ASSIGNMENT. From the DeepGOMeta readme below, write out the passage between "Primary LanguagePythonBSD 3-Clause" and "using python 3.10.", inclusive, without changing a word.
*** Opening EXCERPT TO READ ***
/deepgometa

Primary LanguagePythonBSD 3-Clause "New" or "Revised" LicenseBSD-3-Clause

DeepGOMeta

This repository contains the scripts and datafiles used in the DeepGOmeta manuscript.

Dependencies

  • The code was developed and tested using python 3.10.
  • Clone the repository: git clone https://github.com/bio-ontology-research-group/deepgometa.git
  • Create virtual environment with Conda or python3-venv module.
  • Install PyTorch: pip install torch==2.0.1 torchvision==0.15.2 torchaudio==2.0.2
  • Install DGL: pip install dgl==1.1.2+cu117 -f https://data.dgl.ai/wheels/cu117/repo.html
  • Install other requirements: pip install -r requirements.txt

Running DeepGOMeta model

Follow these instructions to obtain predictions for your proteins. You'll need around 30Gb storage and a GPU with >16Gb memory (or you can use CPU)

  • Download the data.tar.gz
  • Extract tar xvzf data.tar.gz
  • Run the model python predict.py -if data/example.fa

Docker container

We also provide a docker container with all dependencies installed: docker pull coolmaksat/deepgometa
This repository is installed at /deepgometa directory. To run the scripts you'll need to mount the data directory. Example:
docker run --gpus all -v $(pwd)/data:/workspace/deepgometa/data coolmaksat/deepgometa python predict.py -if data/example.fa

Nextflow

DeepGOMeta can be run as a Nextflow workflow using the docker image for easier execution.
*** Closing EXCERPT TO READ ***
*** Opening DATA EXCERPTS ***
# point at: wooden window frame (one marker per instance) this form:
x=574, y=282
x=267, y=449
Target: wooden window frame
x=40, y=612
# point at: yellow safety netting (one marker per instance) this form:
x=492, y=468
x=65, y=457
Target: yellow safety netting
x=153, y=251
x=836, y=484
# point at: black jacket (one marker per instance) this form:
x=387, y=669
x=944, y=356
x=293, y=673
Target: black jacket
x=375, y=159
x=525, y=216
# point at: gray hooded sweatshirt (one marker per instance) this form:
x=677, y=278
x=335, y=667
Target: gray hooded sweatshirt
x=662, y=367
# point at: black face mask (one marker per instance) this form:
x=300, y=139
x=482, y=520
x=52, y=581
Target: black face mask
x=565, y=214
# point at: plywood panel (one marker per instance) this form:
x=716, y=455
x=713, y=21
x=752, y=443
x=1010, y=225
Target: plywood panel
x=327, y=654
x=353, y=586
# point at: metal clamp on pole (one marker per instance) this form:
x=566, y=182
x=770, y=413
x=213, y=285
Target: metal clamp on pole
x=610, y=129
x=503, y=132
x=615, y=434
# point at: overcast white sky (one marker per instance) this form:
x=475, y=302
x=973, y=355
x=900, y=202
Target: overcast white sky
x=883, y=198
*** Closing DATA EXCERPTS ***
TASK RESPONSE.
Primary LanguagePythonBSD 3-Clause "New" or "Revised" LicenseBSD-3-Clause

DeepGOMeta

This repository contains the scripts and datafiles used in the DeepGOmeta manuscript.

Dependencies

  • The code was developed and tested using python 3.10.